--- GIVEN PASSAGE ---
----
Jun 20, 2026 2 min read

TL;DR

A small single-blinded sham-controlled trial reports that a three-day repetitive transcranial magnetic stimulation (rTMS) protocol reduced seizure frequency and cluster seizures in dogs with drug-resistant idiopathic epilepsy, with no adverse events.

What just dropped

  • Charalambous and colleagues (2025) published a single-blinded, randomized, sham-controlled clinical trial of a novel three-day rTMS protocol in 20 dogs with drug-resistant idiopathic epilepsy or epilepsy of unknown origin, allocated to active (n=10) or sham (n=10) stimulation. Source: https://europepmc.org/articles/PMC12366470
  • Median monthly seizure frequency was lower in the active group (8, range 0-24) than the sham group (17, range 7-46; p=0.04), as was monthly seizure day frequency (active 8 vs sham 11; p=0.04). Source: https://europepmc.org/articles/PMC12366470
  • The number of cluster seizures was significantly lower with active rTMS (10, range 5-23) versus sham (16, range 10-25; p=0.005), and no adverse events were reported. Source: https://europepmc.org/articles/PMC12366470

Context

Roughly a third of dogs with idiopathic epilepsy remain inadequately controlled on antiseizure drugs, which has driven interest in non-pharmacologic adjuncts. The same drug-resistant population was the focus of the 51-dog cannabidiol crossover trial, where dogs had to have at least two seizures per month while receiving at least one antiseizure drug, underscoring how much unmet need persists in this group. Against that backdrop, rTMS is a non-invasive neurostimulation technique borrowed from human epilepsy practice.

The authors caution that a one-size-fits-all rTMS protocol is likely to give suboptimal results because the effect depends heavily on stimulation parameters and individual variability. This is a small pilot-scale trial, so the findings are best read as a proof-of-concept safety and signal study rather than a practice-changing result.
----
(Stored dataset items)
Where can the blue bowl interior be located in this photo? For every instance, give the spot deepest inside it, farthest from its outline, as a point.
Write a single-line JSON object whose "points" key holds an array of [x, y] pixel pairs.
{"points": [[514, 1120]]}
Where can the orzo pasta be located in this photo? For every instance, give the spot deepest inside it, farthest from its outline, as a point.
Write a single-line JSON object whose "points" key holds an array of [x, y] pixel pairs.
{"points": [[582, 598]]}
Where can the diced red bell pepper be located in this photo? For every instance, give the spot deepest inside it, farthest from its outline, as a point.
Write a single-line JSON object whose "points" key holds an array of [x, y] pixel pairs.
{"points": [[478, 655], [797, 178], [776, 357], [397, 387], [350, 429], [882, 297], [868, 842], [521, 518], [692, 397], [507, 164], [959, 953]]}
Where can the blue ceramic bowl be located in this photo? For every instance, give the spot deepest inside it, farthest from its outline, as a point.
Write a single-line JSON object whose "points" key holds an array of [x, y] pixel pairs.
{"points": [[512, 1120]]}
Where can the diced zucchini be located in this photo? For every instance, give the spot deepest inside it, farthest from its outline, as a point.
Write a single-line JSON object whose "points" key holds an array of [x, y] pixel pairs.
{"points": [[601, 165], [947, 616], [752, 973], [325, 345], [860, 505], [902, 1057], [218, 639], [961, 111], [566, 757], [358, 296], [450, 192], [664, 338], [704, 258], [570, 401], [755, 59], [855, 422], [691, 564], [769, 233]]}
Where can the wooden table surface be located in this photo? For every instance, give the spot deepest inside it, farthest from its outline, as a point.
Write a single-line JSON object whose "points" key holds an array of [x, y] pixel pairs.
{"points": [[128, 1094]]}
----
--- EXERCISE DESCRIPTION ---
Reproduce the summary of the canine rTMS epilepsy trial above word for word, from start to finish.

--- YOUR SOLUTION ---
Jun 20, 2026 2 min read

TL;DR

A small single-blinded sham-controlled trial reports that a three-day repetitive transcranial magnetic stimulation (rTMS) protocol reduced seizure frequency and cluster seizures in dogs with drug-resistant idiopathic epilepsy, with no adverse events.

What just dropped

  • Charalambous and colleagues (2025) published a single-blinded, randomized, sham-controlled clinical trial of a novel three-day rTMS protocol in 20 dogs with drug-resistant idiopathic epilepsy or epilepsy of unknown origin, allocated to active (n=10) or sham (n=10) stimulation. Source: https://europepmc.org/articles/PMC12366470
  • Median monthly seizure frequency was lower in the active group (8, range 0-24) than the sham group (17, range 7-46; p=0.04), as was monthly seizure day frequency (active 8 vs sham 11; p=0.04). Source: https://europepmc.org/articles/PMC12366470
  • The number of cluster seizures was significantly lower with active rTMS (10, range 5-23) versus sham (16, range 10-25; p=0.005), and no adverse events were reported. Source: https://europepmc.org/articles/PMC12366470

Context

Roughly a third of dogs with idiopathic epilepsy remain inadequately controlled on antiseizure drugs, which has driven interest in non-pharmacologic adjuncts. The same drug-resistant population was the focus of the 51-dog cannabidiol crossover trial, where dogs had to have at least two seizures per month while receiving at least one antiseizure drug, underscoring how much unmet need persists in this group. Against that backdrop, rTMS is a non-invasive neurostimulation technique borrowed from human epilepsy practice.

The authors caution that a one-size-fits-all rTMS protocol is likely to give suboptimal results because the effect depends heavily on stimulation parameters and individual variability. This is a small pilot-scale trial, so the findings are best read as a proof-of-concept safety and signal study rather than a practice-changing result.